WRITTEN INSTRUCTION A: According to the political commentary, what share of the Republican primary vote does the Fox poll show Donald Trump reaching?

SUPPLIED TEXT:
--- --- ---

That’s a testament to the destructive political effects of high inflation—the long-forgotten lesson of the Carter presidency. The bigger problem is that the White House is touting something called Bidenomics at the moment the U.S. public has simply grown tired of Mr. Biden. His public appearances are unwatchable. Most Americans are turning the page.
But what comes next?
The Republicans are a subject for another day. Suffice to say that the Fox poll showing Donald Trump increasing his Republican primary vote share to a whopping 60% shows, if nothing else absent a real vote, that Faustian bargains are a bipartisan temptation.
It was inevitable that as soon as the post-Biden conversation began, attention would turn to Kamala Harris. Ms. Harris hasn’t done much on her own, but the issue of her future is already producing classics of the no-comment genre. Former House Speaker Nancy Pelosi, a pro if there ever was one, said when asked if Ms. Harris was Mr. Biden’s best running mate: “He thinks so, and that’s what matters.”
The Democrats’ dilemma over what to do about Ms. Harris is that Mr. Biden guaranteed in a primary debate that his running mate would be a woman. Then after the George Floyd killing, the party’s politics ensured the veep pick would be a black woman. Now Democrats are discovering what a fraught, tangled issue identity politics has become. Once you enter that maze, there’s no way out.
Now comes the United Auto Workers strike, which has brought the party back to a reality suppressed by the Clyburn endorsement in 2020. I don’t think Sen. Sanders ever said, “I’ll be back.” But suddenly there he was, on stage with an important progressive admirer, UAW President Shawn Fain.
The Biden star is fading amid party angst, economic anxiety, the tom-toms of impeachment and a special counsel for Hunter. Once the post-Biden bidding begins, don’t expect Sens. Sanders and Warren to sign on for another fake moderate. This time, the Democrats’ bargain will be made with them.

--- --- ---

Point-based annotation data

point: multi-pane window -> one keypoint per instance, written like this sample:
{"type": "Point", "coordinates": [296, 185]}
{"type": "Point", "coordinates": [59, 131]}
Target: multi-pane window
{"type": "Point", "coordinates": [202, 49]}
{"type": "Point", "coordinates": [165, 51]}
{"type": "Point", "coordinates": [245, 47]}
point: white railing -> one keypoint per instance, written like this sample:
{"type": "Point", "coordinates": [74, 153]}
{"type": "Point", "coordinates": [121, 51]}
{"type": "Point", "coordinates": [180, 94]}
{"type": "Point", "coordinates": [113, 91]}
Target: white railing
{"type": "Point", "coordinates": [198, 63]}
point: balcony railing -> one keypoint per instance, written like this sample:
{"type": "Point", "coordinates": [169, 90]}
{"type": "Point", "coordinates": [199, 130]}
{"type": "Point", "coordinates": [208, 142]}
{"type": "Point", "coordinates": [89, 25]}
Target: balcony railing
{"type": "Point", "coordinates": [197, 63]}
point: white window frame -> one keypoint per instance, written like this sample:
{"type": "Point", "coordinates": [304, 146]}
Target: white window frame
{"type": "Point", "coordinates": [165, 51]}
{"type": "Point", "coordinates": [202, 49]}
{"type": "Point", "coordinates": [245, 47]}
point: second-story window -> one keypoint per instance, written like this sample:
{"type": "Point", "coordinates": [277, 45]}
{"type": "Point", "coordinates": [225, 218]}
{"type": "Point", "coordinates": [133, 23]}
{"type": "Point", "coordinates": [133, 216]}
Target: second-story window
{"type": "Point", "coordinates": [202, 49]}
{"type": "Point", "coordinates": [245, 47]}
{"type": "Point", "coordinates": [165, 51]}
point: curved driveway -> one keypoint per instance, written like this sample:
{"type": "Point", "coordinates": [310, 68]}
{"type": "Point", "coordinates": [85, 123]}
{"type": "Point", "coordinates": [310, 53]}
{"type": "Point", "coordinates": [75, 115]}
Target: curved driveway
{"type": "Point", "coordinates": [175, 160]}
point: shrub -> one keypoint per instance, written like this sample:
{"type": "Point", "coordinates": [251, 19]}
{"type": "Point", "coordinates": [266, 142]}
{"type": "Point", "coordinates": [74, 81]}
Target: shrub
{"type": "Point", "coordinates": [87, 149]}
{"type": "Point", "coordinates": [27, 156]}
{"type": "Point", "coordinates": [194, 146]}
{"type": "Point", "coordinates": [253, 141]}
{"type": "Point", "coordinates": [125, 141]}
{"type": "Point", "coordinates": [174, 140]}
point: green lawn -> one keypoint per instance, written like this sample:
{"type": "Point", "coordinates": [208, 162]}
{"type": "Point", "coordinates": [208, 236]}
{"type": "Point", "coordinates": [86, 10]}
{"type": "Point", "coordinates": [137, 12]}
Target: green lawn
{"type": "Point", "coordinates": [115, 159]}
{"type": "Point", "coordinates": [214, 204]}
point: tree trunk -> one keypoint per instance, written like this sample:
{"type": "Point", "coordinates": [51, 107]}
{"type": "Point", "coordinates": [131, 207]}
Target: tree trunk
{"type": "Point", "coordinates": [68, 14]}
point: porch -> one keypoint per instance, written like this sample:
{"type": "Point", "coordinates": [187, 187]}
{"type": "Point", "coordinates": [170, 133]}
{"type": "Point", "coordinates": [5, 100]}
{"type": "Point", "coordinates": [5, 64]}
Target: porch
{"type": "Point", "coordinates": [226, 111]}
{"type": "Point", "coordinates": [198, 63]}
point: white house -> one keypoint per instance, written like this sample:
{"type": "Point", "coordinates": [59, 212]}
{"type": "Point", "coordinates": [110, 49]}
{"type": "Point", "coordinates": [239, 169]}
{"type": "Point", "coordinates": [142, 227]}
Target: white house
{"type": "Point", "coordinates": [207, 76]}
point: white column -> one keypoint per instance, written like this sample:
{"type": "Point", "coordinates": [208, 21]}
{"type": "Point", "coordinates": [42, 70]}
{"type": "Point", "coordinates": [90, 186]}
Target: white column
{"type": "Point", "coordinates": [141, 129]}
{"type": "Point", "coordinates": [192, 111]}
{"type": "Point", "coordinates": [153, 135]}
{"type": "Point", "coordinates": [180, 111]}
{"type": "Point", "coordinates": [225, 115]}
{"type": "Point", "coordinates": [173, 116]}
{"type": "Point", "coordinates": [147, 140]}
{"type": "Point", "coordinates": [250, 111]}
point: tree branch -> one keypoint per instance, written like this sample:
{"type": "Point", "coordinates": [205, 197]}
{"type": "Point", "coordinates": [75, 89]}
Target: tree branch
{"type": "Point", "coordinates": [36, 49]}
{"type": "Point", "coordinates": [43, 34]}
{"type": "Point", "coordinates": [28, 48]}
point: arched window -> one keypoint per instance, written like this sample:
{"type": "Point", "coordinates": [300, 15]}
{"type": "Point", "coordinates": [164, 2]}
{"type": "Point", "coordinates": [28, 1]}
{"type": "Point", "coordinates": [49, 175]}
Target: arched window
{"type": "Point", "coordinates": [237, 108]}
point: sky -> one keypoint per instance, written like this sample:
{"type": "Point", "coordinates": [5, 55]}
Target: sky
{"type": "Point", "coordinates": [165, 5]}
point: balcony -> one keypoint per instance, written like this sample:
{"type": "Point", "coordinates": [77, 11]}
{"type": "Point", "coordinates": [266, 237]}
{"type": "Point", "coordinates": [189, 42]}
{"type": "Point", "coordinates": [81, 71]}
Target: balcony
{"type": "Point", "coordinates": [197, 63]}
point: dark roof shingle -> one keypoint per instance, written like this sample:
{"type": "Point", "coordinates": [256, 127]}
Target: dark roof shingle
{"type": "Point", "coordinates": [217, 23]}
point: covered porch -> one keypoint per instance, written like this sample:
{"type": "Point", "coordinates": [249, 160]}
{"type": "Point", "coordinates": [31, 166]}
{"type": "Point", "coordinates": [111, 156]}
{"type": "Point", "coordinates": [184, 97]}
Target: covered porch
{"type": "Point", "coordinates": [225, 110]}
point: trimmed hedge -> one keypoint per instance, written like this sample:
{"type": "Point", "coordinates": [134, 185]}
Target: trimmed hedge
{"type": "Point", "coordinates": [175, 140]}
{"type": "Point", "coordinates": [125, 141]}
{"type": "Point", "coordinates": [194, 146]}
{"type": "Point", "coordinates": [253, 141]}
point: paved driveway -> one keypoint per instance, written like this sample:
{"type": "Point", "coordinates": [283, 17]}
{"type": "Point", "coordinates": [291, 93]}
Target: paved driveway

--- --- ---

WRITTEN INSTRUCTION B: In the listing, reproduce only the lines starting at the one containing "point: white column" and ending at the one containing "Target: white column", changing "white column" to "porch column" and leaving everything else the same.

FULL RESPONSE A: 60%

FULL RESPONSE B:
point: porch column -> one keypoint per instance, written like this sample:
{"type": "Point", "coordinates": [208, 21]}
{"type": "Point", "coordinates": [42, 70]}
{"type": "Point", "coordinates": [90, 186]}
Target: porch column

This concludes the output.